■ Text
>>>>>

Introduction and objectives Currently treated asthma (CTA) is commonly assessed in epidemiological studies and is typically self-reported. We investigated how patient understanding of this label compared with objective measures extracted from routinely collected data.
Methods We used the Welsh Health Survey 2014 results for individuals aged 16+. Self-reported CTA was measured with the question: “Are you currently being treated for asthma?” We included those who had valid responses, are record-linked to the Secure Anonymised Information Linkage databank, and had complete GP practice registrations between 2009 and 2014. From the GP dataset, we queried their most recent prescriptions, if any, and whether they had ever recorded asthma diagnosis, and cross-tabulated these variables with self-reported CTA. We examined the concordance between self-reported CTA and each of ‘ever prescriptions’, ‘ever diagnosis’, and ‘having prescriptions in varying backward intervals from mid-2014’, with the latter repeated by adding ‘ever diagnosis’.

<<<<<

■ Entries provided
>>>>>

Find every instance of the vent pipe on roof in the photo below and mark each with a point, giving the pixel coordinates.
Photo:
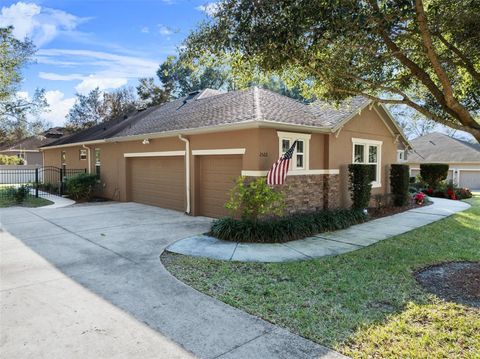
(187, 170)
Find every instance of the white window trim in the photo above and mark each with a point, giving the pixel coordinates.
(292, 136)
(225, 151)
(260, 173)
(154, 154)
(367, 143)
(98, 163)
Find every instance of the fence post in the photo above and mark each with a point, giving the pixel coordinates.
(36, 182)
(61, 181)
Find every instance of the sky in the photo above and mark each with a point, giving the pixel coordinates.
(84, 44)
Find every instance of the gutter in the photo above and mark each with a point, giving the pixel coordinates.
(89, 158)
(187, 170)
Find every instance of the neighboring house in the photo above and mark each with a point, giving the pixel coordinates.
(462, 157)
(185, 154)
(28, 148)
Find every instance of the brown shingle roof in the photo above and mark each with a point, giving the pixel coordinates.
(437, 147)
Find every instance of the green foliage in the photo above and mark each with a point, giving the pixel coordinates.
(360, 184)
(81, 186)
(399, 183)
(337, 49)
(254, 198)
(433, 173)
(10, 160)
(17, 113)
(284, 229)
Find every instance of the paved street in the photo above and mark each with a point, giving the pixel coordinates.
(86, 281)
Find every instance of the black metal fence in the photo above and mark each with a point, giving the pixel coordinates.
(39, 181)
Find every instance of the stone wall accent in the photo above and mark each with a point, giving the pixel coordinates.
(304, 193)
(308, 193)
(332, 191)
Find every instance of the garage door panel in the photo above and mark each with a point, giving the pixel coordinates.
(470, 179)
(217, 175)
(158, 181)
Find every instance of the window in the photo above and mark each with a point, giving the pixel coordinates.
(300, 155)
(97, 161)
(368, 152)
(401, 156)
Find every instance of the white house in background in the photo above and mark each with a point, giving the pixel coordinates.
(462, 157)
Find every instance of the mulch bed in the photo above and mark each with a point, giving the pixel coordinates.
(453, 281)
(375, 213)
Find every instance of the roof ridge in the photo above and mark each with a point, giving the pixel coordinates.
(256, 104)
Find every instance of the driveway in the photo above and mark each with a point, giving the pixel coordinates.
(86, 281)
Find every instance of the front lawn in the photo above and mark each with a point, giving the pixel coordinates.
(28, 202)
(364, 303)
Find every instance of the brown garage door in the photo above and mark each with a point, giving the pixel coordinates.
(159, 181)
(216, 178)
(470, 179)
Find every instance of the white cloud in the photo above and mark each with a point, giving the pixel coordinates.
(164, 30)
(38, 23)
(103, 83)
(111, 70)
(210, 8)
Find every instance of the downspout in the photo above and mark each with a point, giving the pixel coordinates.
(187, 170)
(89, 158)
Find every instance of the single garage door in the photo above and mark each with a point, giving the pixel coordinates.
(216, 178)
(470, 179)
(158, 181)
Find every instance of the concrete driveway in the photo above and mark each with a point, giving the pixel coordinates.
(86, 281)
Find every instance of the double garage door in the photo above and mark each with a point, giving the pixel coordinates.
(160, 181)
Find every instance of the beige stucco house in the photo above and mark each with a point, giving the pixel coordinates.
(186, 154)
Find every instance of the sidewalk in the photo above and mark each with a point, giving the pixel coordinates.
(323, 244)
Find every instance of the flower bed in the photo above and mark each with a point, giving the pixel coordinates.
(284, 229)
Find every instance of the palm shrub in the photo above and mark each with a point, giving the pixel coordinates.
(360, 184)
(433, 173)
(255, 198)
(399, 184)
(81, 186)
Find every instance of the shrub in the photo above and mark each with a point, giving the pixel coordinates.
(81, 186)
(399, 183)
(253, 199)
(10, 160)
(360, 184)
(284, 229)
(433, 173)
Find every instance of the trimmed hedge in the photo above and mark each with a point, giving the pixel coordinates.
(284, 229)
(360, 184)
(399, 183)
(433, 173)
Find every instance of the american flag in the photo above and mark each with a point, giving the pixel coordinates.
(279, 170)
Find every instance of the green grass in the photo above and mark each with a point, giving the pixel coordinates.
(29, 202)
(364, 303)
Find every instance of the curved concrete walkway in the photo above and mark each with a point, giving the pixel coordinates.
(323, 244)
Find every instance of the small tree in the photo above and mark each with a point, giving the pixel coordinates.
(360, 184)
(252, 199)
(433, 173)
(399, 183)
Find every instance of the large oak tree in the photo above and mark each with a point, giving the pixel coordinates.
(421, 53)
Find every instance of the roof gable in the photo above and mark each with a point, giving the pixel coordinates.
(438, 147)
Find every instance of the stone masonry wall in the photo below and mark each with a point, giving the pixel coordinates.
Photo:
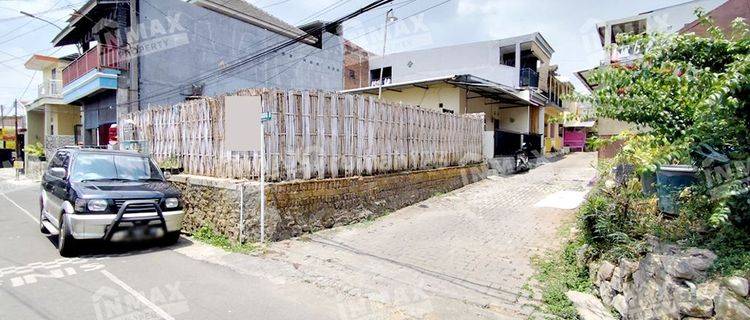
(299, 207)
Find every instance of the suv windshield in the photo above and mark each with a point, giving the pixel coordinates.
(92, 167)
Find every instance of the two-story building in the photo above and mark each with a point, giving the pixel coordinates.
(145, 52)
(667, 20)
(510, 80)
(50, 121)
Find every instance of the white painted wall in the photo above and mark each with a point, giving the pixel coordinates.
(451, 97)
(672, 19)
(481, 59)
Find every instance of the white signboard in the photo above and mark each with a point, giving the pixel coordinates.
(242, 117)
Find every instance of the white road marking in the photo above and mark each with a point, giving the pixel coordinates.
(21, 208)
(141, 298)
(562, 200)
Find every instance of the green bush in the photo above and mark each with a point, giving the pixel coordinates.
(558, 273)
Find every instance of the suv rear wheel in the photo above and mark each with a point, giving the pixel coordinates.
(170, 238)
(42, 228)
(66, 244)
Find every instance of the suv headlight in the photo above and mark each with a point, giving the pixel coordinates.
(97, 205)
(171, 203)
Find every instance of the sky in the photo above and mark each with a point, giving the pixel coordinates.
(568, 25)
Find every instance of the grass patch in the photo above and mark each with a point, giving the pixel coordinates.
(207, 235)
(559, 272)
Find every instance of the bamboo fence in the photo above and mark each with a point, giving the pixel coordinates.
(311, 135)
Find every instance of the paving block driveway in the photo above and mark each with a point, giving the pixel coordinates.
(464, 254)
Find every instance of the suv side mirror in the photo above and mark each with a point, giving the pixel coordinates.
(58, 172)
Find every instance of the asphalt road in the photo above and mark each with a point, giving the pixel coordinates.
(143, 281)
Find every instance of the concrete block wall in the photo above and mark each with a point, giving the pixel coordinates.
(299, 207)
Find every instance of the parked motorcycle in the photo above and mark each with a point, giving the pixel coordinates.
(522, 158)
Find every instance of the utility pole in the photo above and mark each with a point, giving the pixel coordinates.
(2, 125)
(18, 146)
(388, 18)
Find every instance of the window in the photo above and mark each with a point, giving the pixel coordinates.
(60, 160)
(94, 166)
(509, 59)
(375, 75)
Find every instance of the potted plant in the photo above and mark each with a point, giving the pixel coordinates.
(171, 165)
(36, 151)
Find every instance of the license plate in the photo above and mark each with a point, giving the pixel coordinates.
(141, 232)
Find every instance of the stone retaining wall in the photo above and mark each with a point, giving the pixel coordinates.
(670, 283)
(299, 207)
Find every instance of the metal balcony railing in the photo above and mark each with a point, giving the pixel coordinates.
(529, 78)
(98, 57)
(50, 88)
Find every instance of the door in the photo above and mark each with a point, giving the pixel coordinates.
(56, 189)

<<<<<

Please continue the asthma abstract from where it stops. The rows come from a different source than the asthma abstract.

Results Of 4,291 eligible people, 10.2% self-reported CTA but, of these, 11.2% had no prescriptions in the past 12 months and 22.4% had no recorded asthma diagnosis ever. Figure 1A shows full intersections between the variables. For concordance between self-reported CTA and each of ‘ever prescriptions’ and ‘ever diagnosis’, Cohen’s kappa was 0.42 and 0.68, respectively. For concordance between self-reported CTA and ‘prescriptions in backward intervals’, kappa was 0.76 for the 12-month interval but peaked to 0.77 at 9-months. After adding ‘ever diagnosis’, the kappa became 0.78 for the 12-month measure (which represents the treated asthma criteria of the Quality of Outcomes Framework, QOF), and peaked to 0.79 at 18-months (Figure 1B).
Conclusion In Wales, self-reported currently treated asthma showed good concordance with the QOF treated asthma criteria but a slightly better concordance with ‘any prescriptions in the last 18 months and ever diagnosis’ measured from routine GP data. However, the concordance remains suboptimal, demonstrating that self-reported CTA should be used with caution, and objective measures from routinely collected health data are preferred.